## [TASK MATERIAL]
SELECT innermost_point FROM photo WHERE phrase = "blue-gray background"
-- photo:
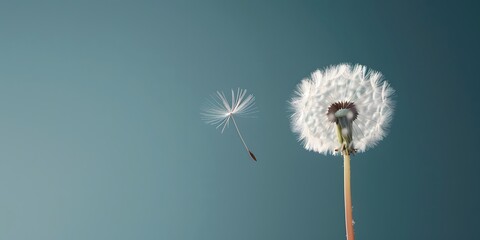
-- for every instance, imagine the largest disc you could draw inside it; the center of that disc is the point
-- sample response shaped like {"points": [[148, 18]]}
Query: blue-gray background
{"points": [[101, 137]]}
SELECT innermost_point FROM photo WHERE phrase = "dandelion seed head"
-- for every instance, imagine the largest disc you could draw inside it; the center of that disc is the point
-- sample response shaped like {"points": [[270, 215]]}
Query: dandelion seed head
{"points": [[360, 95]]}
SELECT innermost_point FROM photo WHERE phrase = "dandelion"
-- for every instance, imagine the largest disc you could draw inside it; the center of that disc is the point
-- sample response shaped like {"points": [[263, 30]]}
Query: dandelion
{"points": [[218, 111], [342, 109]]}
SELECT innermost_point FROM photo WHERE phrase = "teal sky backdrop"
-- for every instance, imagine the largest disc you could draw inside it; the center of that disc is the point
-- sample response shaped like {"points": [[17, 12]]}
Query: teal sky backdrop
{"points": [[101, 137]]}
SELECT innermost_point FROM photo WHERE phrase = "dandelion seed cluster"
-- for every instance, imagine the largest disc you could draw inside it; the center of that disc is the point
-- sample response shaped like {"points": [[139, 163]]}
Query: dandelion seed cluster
{"points": [[365, 95]]}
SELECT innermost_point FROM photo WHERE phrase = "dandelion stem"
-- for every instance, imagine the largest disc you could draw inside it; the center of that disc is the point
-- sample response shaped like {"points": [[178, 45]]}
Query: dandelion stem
{"points": [[348, 196], [241, 138]]}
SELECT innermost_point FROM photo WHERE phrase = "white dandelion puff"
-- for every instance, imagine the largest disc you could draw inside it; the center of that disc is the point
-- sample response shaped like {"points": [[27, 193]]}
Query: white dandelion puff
{"points": [[343, 109], [218, 111], [343, 89]]}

## [PROBLEM DETAILS]
Whenever a line of the data above includes the word "WHERE", copy that line.

## [WORKED SOLUTION]
SELECT innermost_point FROM photo WHERE phrase = "blue-gray background"
SELECT innermost_point FROM photo WHERE phrase = "dandelion seed head"
SELECT innermost_point FROM photo WHERE phrase = "dandelion"
SELECT innermost_point FROM photo WHERE phrase = "teal sky backdrop"
SELECT innermost_point FROM photo WHERE phrase = "dandelion seed cluster"
SELECT innermost_point FROM photo WHERE phrase = "dandelion stem"
SELECT innermost_point FROM photo WHERE phrase = "white dandelion puff"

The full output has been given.